[Dataset records]
((

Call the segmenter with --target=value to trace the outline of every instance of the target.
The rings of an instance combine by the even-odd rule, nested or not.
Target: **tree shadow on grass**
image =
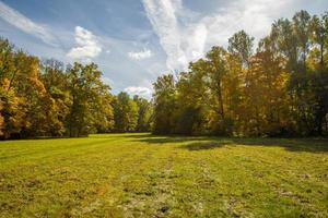
[[[214,149],[223,146],[265,146],[283,147],[290,152],[328,153],[328,138],[262,138],[262,137],[210,137],[177,135],[127,135],[137,142],[152,145],[180,144],[179,148],[188,150]]]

))

-- Goal --
Reproduce the records above line for line, leaving out the picture.

-- Task result --
Call the segmenter with --target=value to trace the outline of every instance of the target.
The rings of an instance combine by the even-odd rule, nested or not.
Target: **tree shadow on grass**
image =
[[[214,149],[223,146],[265,146],[283,147],[290,152],[328,153],[328,138],[262,138],[262,137],[210,137],[177,135],[127,135],[137,142],[152,145],[180,144],[179,148],[188,150]]]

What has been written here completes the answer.